◆ **Texto de estudio**:
Proyecto epistolario. Conversaciones en torno al rol social de las plantas. Parte 1

En el Día Internacional de la Tierra, publicamos la primera parte de un diálogo entre la doctora en Ciencias de la Agricultura Josefina Hepp y el doctor (c) en Ecología Benito Rosende, que ahonda en sus experiencias con el mundo vegetal, los beneficios de la naturaleza en el campo cognitivo y cómo nuestra conducta afecta el ecosistema.

Hace exactamente un año, invitamos a Josefina Hepp (doctora en Ciencias de la Agricultura, UC) y Benito Rosende (candidato a doctor en Ecología, PUC) a intercambiar correos para reflexionar en torno a la naturaleza y el rol social de las plantas, particularmente en épocas de crisis como la que vivimos en la actualidad.

Llamamos a esta iniciativa Proyecto Epistolario, y devino en una fructífera conversación en la que ambos intercambiaron fotografías y recomendaciones de textos, que continúa hasta hoy. En el Día Internacional de la Tierra,  publicamos la primera parte de este diálogo que se inició con un pregunta simple y elemental: ¿cómo surgió su interés por el mundo vegetal?

Josefina Hepp
24 de abril, 2020

Hola Benito,
La forma en que comenzó mi interés por el mundo vegetal es algo a lo que le he dado hartas vueltas, porque me interesa mucho entender si es algo que se puede enseñar, cultivar, o si está ahí desde el principio. En mi caso, siempre he pensado que surgió por haber estado expuesta a mucha naturaleza cuando chica, lo cual agradezco infinitamente. Hay paisajes y especies en mi infancia que han quedado grabados en mí, en especial de un lugar al que voy desde antes de tener memoria, en Aysén.Fotografía familiar de Josefina Hepp

Archivo familiar de Josefina Hepp.

Elementos de datos
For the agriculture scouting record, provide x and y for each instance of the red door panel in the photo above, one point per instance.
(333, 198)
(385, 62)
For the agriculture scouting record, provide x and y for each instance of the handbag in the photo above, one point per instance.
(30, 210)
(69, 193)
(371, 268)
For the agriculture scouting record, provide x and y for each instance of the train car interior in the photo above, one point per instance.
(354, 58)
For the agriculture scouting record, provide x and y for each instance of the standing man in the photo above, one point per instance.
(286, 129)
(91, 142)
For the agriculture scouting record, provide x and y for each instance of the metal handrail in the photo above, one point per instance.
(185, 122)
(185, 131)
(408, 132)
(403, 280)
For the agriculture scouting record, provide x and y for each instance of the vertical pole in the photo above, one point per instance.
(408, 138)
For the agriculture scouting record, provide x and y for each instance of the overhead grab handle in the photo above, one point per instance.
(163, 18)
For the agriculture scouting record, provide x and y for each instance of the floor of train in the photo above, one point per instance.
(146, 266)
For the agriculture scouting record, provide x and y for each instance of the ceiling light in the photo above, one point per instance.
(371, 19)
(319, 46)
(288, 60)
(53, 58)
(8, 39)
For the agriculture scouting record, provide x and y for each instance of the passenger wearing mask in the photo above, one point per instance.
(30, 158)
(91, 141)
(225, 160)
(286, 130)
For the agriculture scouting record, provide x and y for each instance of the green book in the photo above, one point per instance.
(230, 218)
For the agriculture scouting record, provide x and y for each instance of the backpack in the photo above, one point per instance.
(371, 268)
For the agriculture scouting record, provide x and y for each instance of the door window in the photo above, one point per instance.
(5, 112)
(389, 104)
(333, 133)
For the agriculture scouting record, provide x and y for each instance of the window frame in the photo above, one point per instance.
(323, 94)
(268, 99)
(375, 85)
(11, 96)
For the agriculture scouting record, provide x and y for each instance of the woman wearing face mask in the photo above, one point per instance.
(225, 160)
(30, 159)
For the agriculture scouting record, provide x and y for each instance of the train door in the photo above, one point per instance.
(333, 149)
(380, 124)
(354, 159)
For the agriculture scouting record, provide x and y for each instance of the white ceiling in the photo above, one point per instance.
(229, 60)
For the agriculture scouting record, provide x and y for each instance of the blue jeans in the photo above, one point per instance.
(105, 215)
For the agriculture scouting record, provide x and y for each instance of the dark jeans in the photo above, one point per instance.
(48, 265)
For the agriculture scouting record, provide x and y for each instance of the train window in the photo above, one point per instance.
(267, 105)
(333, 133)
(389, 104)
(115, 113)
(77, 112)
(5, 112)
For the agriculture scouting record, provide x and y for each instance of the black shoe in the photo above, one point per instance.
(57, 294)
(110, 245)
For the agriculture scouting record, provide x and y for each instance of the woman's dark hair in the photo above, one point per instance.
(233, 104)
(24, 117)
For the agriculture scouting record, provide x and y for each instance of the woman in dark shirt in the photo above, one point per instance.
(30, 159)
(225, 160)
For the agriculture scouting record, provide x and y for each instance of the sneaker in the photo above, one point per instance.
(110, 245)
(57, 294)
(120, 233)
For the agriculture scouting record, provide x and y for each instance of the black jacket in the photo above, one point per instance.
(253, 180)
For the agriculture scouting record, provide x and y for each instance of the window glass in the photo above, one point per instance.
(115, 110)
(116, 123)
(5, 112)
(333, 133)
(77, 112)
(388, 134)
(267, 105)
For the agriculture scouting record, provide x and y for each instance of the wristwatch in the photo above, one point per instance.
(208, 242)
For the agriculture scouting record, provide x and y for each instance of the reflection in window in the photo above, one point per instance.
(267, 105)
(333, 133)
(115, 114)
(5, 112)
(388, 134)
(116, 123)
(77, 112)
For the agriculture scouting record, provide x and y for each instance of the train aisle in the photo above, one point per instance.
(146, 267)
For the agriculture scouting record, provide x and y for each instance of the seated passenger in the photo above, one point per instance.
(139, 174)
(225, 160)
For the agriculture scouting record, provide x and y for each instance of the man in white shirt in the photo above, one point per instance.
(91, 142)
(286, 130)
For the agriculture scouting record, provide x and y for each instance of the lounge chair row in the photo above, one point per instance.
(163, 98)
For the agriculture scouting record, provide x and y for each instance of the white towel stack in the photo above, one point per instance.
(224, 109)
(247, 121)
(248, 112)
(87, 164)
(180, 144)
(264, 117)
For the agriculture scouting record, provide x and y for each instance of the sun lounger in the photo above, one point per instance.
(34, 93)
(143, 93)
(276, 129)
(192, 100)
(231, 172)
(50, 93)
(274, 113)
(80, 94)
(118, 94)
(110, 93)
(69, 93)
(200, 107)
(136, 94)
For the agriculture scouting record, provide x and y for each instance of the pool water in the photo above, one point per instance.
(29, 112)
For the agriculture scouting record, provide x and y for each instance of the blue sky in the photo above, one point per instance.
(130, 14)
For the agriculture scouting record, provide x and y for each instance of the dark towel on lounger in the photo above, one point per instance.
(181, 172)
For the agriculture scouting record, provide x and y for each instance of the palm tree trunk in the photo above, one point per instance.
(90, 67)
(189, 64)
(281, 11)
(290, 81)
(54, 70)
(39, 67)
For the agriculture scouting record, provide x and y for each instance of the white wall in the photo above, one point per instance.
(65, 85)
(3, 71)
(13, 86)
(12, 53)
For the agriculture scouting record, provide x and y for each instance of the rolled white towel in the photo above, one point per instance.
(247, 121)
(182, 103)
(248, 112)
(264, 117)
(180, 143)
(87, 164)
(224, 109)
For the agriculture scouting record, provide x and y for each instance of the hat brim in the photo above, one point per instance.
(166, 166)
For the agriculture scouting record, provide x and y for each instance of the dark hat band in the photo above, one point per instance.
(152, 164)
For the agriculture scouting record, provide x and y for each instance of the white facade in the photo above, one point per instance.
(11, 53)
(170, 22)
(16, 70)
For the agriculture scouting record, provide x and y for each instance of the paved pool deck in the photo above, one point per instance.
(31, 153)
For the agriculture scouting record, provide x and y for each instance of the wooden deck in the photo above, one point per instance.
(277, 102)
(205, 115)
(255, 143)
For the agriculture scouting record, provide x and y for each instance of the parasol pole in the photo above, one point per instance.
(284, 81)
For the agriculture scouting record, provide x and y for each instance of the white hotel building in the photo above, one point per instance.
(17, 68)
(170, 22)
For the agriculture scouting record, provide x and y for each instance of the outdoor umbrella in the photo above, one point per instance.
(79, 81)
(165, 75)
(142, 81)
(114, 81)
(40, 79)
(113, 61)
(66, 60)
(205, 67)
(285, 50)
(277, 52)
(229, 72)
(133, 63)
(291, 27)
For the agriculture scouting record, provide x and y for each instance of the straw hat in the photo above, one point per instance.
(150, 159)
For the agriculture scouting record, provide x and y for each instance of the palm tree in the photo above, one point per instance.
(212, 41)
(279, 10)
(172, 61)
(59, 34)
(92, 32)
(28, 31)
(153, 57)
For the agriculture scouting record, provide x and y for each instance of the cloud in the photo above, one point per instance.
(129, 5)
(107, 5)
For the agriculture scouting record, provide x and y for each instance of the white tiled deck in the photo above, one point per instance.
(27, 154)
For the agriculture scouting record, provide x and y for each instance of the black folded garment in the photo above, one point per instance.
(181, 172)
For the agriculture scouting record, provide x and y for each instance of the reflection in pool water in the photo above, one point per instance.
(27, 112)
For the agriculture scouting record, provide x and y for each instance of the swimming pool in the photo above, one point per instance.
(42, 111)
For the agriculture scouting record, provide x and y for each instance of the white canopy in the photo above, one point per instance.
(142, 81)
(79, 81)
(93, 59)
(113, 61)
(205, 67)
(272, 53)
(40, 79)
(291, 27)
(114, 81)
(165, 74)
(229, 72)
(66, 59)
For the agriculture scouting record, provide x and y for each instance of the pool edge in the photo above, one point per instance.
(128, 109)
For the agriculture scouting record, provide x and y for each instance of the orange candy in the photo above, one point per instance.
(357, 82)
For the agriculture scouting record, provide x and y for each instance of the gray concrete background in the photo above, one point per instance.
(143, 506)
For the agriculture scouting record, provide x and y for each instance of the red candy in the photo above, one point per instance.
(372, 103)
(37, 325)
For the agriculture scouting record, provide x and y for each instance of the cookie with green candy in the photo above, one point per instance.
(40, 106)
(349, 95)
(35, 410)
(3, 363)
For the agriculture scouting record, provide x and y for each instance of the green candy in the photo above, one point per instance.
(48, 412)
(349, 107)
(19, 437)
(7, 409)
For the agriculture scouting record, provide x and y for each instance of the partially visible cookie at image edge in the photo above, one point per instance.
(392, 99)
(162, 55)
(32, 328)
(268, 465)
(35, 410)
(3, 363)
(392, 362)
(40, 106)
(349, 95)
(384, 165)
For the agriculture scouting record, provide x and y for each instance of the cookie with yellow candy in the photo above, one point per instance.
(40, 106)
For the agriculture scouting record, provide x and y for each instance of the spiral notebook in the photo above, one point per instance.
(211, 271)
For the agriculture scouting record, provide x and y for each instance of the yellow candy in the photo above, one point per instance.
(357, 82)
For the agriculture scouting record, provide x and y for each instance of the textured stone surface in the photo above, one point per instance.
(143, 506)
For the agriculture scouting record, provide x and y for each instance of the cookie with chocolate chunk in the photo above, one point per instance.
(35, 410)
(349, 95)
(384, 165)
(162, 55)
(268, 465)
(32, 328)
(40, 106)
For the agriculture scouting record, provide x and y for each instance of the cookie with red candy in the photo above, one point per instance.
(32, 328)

◆ **Qué entregar**:
Copia textualmente el pasaje del texto sobre el rol social de las plantas que va desde "Llamamos a esta" hasta "el mundo vegetal?", incluyendo ambos extremos.

◆ **Respuesta**:
Llamamos a esta iniciativa Proyecto Epistolario, y devino en una fructífera conversación en la que ambos intercambiaron fotografías y recomendaciones de textos, que continúa hasta hoy. En el Día Internacional de la Tierra,  publicamos la primera parte de este diálogo que se inició con un pregunta simple y elemental: ¿cómo surgió su interés por el mundo vegetal?